- _FRAGMENTO DE ORIGEN_
- - - -
La guerra de Ratzinger tuvo como principal batalla el nombramiento del riguroso abogado alemán Gotti Tedeschi, quien tenía como misión prioritaria reformar el IOR (banco vaticano) para llevar claridad a las turbias finanzas de la iglesia.
El pontífice alemán les arrojó con lo único que le quedaba para poner al descubierto ese nido de corrupción: su renuncia. Pero eso no impidió que a la batalla la ganara la sórdida codicia de ese poder que anida en las tinieblas.
Francisco mantuvo esas pulseadas hasta el final y, a lo largo de su pontificado, fue nombrando cardenales que aseguren la continuidad del combate que comenzó su antecesor. El cónclave para sucederlo será también campo de batalla de esta guerra, además de la puja entre vertientes teológicas tradicionalistas que rechazan debatir en profundidad el mensaje evangélico y se erigen en guardianes feroces del dogma, y vertientes vanguardistas que impulsan una vida intelectual eclesiástica más dinámica y menos temerosa a la apertura y los cambios.
La novedad será que ese tablero en el que siempre jugó sus fichas la política italiana, teniendo en el siglo XX como fuerte apostador al Partido Demócrata Cristiano, posiblemente vea esta vez a la Casa Blanca hacer su jugada, porque Donald Trump quiere en el trono de Pedro al cardenal norteamericano Raymond Burke, un experto en derecho canónico que defiende el tradicionalismo litúrgico, la ortodoxia respecto al dogma y las posiciones más cerradas sobre la posición de la iglesia frente a las cuestiones humanas.
Burke, quien desde su juventud en Wisconsin es un partidario del conservadurismo y ahora adhiere al liderazgo de Trump, ha desafiado los intentos aperturistas de Francisco en el Sínodo de la Familia realizado en el 2014, cuestionado además la tolerancia del Papa argentino para con los divorciados y su apertura hacia los homosexuales, entre otros sectores tradicionalmente marginados en la iglesia.
El viaje del vicepresidente J.D. Vance y la foto que logró con el Papa el día anterior a su muerte, además de la presencia de Trump en los funerales de Francisco, a quién consideraba equivocadamente un izquierdista cercano a la Teología de la Liberación, parecen señales claras de que el magnate neoyorquino quiere gravitar sobre el Cónclave.
- - - -
- _TAREAS A REALIZAR_
[1] Responde a estas preguntas sobre el texto del cónclave:
(a) ¿Qué misión prioritaria tenía Gotti Tedeschi?
(b) ¿En qué año se realizó el Sínodo de la Familia?
(c) ¿Qué partido fue un fuerte apostador de la política italiana en el siglo XX?
[2] Escribe la parte que sigue del texto sobre el cónclave, a partir de su última oración.

- _Datos de señalamiento por expresión referencial_
- - - -
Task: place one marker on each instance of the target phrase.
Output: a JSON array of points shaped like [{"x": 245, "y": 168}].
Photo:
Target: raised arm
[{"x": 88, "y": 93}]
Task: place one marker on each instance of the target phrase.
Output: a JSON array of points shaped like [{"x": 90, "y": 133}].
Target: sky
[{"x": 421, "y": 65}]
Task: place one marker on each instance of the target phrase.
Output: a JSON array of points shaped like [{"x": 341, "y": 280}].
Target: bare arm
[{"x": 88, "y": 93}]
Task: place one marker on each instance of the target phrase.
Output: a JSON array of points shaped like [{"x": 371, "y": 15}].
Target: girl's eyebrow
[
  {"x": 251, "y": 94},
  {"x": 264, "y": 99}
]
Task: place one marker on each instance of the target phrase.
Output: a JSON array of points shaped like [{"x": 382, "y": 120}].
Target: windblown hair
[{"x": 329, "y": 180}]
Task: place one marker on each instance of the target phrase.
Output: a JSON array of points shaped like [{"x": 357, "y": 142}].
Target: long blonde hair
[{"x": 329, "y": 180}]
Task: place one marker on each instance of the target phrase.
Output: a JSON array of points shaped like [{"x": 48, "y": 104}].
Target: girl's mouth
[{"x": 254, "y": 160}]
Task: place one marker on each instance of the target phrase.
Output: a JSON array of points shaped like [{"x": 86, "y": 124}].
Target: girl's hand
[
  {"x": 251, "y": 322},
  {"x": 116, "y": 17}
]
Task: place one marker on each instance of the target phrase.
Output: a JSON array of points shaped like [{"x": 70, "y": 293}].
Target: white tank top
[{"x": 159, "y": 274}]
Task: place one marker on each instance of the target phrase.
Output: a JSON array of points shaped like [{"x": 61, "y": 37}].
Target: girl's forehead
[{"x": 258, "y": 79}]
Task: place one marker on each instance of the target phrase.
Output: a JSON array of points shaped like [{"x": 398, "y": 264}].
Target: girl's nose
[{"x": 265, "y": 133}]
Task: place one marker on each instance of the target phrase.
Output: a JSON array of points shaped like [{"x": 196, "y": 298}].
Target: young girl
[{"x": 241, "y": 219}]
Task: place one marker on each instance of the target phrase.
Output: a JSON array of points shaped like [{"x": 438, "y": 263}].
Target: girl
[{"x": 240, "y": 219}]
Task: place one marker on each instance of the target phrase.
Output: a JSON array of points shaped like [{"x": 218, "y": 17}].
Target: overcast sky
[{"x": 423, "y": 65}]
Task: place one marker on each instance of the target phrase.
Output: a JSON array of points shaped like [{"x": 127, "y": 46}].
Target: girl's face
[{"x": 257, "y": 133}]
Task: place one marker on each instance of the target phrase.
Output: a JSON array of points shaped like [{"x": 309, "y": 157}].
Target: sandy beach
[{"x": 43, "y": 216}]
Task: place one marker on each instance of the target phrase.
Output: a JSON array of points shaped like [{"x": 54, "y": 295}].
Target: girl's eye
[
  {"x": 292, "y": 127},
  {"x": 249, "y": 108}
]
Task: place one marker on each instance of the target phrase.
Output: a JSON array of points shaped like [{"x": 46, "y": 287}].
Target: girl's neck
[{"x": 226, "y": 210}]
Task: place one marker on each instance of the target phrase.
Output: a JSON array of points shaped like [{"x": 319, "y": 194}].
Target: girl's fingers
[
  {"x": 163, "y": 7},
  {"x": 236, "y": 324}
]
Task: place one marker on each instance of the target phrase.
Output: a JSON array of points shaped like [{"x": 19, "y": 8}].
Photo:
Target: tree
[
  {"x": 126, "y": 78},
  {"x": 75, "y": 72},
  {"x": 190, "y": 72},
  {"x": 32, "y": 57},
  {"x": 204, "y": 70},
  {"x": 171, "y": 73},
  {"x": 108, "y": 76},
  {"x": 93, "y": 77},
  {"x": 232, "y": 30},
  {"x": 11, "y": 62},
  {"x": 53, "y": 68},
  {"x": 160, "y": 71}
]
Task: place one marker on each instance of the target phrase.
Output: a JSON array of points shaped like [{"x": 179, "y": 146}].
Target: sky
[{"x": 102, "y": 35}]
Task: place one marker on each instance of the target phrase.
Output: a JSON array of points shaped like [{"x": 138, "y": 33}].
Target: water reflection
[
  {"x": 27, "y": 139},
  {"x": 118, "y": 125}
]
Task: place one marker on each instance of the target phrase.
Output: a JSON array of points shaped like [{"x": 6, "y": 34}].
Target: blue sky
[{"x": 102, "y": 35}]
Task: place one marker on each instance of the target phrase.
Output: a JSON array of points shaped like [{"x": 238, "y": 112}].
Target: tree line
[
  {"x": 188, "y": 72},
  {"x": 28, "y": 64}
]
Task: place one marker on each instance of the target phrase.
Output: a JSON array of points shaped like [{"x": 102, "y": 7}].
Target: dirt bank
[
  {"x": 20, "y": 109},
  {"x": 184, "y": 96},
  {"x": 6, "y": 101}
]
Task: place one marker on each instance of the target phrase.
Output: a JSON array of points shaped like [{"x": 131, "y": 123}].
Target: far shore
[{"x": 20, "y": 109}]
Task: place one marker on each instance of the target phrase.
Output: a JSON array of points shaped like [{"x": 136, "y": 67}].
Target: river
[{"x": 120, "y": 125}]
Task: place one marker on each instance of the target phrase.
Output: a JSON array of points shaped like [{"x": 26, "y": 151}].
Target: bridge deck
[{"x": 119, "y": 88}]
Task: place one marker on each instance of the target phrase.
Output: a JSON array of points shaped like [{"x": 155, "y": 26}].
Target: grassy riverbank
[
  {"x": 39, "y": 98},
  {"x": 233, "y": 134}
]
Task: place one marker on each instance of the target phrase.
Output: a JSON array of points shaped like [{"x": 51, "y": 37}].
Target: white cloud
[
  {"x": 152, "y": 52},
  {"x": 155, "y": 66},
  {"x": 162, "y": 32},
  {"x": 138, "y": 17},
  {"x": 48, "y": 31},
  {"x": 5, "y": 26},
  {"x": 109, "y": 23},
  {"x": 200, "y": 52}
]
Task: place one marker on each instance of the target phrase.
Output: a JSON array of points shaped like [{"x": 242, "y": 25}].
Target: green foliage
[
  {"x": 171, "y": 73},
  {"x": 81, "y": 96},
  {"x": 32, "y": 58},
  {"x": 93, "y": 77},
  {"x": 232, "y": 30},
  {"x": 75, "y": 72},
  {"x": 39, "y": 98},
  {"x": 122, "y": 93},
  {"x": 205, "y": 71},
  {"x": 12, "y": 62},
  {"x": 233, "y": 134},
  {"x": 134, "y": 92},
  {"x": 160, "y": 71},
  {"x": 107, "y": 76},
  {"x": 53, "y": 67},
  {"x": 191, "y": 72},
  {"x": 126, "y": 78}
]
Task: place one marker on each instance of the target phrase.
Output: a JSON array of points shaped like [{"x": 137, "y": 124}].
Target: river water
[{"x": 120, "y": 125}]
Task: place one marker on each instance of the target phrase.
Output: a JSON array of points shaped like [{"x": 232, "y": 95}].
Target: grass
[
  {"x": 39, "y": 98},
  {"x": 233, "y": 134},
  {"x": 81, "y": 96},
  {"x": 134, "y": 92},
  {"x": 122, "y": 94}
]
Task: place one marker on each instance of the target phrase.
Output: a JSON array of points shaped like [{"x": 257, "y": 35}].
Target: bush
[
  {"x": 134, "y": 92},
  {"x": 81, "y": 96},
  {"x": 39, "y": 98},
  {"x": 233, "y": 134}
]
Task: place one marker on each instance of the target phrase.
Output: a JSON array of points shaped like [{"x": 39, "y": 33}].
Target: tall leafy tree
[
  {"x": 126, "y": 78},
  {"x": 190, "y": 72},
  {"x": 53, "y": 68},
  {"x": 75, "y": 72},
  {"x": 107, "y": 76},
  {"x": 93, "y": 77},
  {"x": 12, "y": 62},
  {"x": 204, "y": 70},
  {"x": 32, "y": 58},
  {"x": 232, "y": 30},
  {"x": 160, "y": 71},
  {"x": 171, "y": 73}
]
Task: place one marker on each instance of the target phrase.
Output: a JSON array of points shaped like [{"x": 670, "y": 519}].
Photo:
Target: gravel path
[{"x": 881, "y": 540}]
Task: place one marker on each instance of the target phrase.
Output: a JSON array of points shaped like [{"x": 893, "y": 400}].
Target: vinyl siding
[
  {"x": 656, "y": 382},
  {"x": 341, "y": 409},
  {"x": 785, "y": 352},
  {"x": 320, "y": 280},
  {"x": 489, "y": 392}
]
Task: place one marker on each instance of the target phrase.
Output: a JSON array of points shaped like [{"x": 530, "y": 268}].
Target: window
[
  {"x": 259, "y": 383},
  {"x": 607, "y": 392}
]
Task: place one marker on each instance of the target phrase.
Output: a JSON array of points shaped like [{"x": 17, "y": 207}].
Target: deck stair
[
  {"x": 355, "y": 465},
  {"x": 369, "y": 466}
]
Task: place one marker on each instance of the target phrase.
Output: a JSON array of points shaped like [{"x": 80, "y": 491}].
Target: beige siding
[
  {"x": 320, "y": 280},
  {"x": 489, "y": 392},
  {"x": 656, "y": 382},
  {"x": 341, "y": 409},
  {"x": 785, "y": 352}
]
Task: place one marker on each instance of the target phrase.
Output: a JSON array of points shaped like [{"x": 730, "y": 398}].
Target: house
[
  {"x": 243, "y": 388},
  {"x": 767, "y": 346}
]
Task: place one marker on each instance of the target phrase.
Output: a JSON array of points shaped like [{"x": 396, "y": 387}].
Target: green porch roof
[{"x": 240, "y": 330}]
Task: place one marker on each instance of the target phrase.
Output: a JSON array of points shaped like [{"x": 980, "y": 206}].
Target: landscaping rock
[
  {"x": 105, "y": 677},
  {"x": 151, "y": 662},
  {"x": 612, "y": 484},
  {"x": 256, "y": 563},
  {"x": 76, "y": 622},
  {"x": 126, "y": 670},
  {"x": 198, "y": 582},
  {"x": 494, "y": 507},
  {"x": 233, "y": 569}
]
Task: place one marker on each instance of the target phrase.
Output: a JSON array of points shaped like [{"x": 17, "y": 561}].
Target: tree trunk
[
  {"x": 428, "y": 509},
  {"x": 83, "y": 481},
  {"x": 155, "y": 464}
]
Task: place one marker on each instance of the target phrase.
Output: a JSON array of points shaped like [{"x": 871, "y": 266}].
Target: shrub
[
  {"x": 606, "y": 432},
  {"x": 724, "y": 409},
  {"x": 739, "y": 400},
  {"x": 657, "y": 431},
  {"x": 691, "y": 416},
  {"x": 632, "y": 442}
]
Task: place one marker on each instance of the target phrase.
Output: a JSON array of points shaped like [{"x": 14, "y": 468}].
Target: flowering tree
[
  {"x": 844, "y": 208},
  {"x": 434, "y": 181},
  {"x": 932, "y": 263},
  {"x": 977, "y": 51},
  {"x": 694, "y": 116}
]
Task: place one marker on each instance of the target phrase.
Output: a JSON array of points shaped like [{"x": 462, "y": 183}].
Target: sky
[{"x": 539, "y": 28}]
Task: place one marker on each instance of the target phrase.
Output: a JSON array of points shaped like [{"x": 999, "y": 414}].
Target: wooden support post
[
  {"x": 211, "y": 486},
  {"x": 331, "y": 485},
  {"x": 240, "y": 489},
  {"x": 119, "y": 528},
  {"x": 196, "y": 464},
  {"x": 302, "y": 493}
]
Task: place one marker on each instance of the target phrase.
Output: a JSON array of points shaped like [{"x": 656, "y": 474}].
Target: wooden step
- - - -
- _RESPUESTAS POR TAREA_
[1]
(a) Reformar el IOR (banco vaticano) para llevar claridad a las turbias finanzas de la iglesia.
(b) En 2014.
(c) El Partido Demócrata Cristiano.

[2]
La pulseada en ese escenario es muy reveladora del mayor legado de Francisco, que no estuvo en sus posicionamientos políticos en diferentes cuestiones internacionales, donde a menudo se equivocó, sino lo que su carisma irradió.
El común de las personas no sigue las posiciones políticas, litúrgicas y teológicas de los pontífices, sino lo que transmite la imagen de esos líderes de visibilidad mundial. El grueso de la humanidad abraza o rechaza lo que irradia la personalidad, los modos y el carisma de los pontífices, además del destinatario de sus prédicas. Y lo que irradió la imagen de Francisco desde su rostro y el tono y la cadencia de su voz, es una mezcla cálida de bondad, humildad y cercanía con la gente que incluye comprensión, compasión y acompañamiento.
Irradiar esos valores que lo hicieron apreciado en el mundo es un legado sustancial en este tiempo de liderazgos brutales. Trump es una suerte de paradigma del supremacismo arrogante, que se expresa con vulgaridad y coloca su ego desmesurado en la función que corresponde a la inteligencia y la responsabilidad.
Ese modelo de liderazgo intolerante, que desprecia la debilidad en todas sus formas y clausura la disidencia con gestos y palabras cargados de violencia, es el que está en auge, montado a la ola de ultra-conservadurismo que recorre el mundo.
En las antípodas está lo que irradió el carisma cálido y humanista del Papa argentino. Eso lo volvió imprescindible en un tiempo plagado de dirigentes y gobernantes que ostentan insensibilidad y procuran imponer sus convicciones absolutas con desprecio por la crítica y la disidencia.